O olhar de milhões

Enquanto vemos pessoas aleatórias a ganhar electrodomésticos rascas. A frase é de Joana Bértholo e quem a diz é Michelle, personagem de O Olhar de Milhões, o novo espectáculo de Raquel Castro que circulará pela rede 5 sentidos. O espectáculo, que entre novembro e dezembro de 2017 percorrerá o país, opera sobre temas como o consumo, o vício, a alienação, o excesso de informação, o aborrecimento, o primado do imediato ou o entretenimento constante e permanente – e conta com a interpretação de David Marques, Anaísa Lopes, Marco da Silva Ferreira, Teresa Coutinho e João Villas-Boas.
O texto, escrito a partir de improvisações dos intérpretes, é da escritora Joana Bértholo, o espaço cénico foi concebido por José Capela, a sonoplastia e música original é da autoria de Miguel Lucas Mendes e o desenho de luz de Rui Monteiro. A assistência de encenação coube a Filipa Carloto Matta e a concepção, dramaturgia e encenação são da artista Raquel Castro, que contou também com apoio teórico da investigadora Ana Bigotte Vieira e produção executiva de Vítor Alves Brotas.
Retrato caricatural de um presente familiar dado a observar como estranho, O OLHAR DE MILHÕES passa-se num cruzeiro retro-futurista em que humanos do futuro experienciam a vida actual como um divertimento temático de que são a um tempo só utentes e empregados. O BUALA publica online alguns dos textos que acompanham o espectáculo.

(Registos de anotação de posição)
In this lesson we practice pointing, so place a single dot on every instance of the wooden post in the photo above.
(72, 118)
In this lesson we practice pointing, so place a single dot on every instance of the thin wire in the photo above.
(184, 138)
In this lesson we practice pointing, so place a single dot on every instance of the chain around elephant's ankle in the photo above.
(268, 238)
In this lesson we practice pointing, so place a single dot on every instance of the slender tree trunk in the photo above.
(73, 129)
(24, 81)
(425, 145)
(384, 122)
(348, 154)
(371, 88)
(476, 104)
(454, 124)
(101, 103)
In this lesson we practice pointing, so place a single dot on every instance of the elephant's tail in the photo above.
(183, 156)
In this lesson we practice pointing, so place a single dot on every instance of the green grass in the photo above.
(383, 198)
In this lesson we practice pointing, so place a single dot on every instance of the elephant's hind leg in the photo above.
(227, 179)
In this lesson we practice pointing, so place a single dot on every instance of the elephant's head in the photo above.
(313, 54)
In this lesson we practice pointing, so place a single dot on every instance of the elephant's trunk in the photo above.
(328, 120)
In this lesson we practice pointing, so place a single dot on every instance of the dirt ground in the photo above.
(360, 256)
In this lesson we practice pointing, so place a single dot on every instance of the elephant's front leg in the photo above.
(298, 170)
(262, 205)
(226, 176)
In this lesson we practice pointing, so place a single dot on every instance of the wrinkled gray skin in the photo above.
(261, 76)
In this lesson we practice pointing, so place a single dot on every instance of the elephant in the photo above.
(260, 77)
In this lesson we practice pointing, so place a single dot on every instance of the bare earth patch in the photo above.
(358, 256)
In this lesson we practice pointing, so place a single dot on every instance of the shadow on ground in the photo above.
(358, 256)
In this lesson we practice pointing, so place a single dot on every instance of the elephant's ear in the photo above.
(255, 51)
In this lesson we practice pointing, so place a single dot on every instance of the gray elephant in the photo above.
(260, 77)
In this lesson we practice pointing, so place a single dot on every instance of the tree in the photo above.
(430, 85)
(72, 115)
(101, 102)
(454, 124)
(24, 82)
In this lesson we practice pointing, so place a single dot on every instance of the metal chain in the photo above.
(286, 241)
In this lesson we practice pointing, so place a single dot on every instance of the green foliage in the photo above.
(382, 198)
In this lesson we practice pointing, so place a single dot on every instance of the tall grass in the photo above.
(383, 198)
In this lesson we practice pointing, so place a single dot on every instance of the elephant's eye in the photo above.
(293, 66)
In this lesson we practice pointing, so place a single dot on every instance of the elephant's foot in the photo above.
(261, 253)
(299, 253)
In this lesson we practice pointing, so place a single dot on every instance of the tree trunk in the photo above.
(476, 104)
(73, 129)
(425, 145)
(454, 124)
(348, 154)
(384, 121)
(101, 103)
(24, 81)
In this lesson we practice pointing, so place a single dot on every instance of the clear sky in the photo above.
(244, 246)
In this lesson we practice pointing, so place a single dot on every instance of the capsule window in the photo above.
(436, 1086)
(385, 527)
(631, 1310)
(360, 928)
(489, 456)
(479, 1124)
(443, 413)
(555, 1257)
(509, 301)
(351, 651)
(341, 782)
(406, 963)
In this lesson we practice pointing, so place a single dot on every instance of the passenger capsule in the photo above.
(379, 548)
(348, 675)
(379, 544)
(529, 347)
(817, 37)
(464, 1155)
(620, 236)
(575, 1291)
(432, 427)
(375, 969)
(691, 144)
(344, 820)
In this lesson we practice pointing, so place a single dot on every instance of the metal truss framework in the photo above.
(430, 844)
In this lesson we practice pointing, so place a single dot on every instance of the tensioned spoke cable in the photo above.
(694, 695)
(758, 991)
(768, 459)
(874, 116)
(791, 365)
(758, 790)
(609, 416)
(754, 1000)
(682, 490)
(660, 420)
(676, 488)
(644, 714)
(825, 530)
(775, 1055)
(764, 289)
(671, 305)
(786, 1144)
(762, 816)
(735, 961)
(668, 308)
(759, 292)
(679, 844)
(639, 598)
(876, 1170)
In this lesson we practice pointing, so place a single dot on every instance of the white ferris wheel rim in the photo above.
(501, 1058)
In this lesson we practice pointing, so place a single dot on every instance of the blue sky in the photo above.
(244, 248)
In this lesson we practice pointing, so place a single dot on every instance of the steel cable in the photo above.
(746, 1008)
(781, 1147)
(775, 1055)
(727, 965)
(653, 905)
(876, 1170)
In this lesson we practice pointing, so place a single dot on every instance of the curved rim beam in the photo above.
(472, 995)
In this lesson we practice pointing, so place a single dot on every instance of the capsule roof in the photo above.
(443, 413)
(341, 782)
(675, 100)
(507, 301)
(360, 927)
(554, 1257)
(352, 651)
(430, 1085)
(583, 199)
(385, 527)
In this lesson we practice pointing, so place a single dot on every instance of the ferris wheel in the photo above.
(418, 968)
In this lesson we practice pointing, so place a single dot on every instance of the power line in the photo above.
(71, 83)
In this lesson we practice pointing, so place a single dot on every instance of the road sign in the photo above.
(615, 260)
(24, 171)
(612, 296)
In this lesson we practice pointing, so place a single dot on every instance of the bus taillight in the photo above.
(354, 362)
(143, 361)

Complete o seguinte:
1. Segundo o texto sobre O Olhar de Milhões, quem concebeu o espaço cénico do espectáculo?
2. Por favor, transforme numa tabela Markdown, com as colunas Nº e Linha, as linhas dos registos desde a que contém "taillight in the photo above." até ao fim dos registos, ambas as pontas incluídas e sem linhas em branco.
O texto sobre O Olhar de Milhões e os registos são materiais distintos.

Resultados das tarefas:
1. José Capela.

2.
| Nº | Linha |
|---|---|
| 1 | In this lesson we practice pointing, so place a single dot on every instance of the bus taillight in the photo above. |
| 2 | (354, 362) |
| 3 | (143, 361) |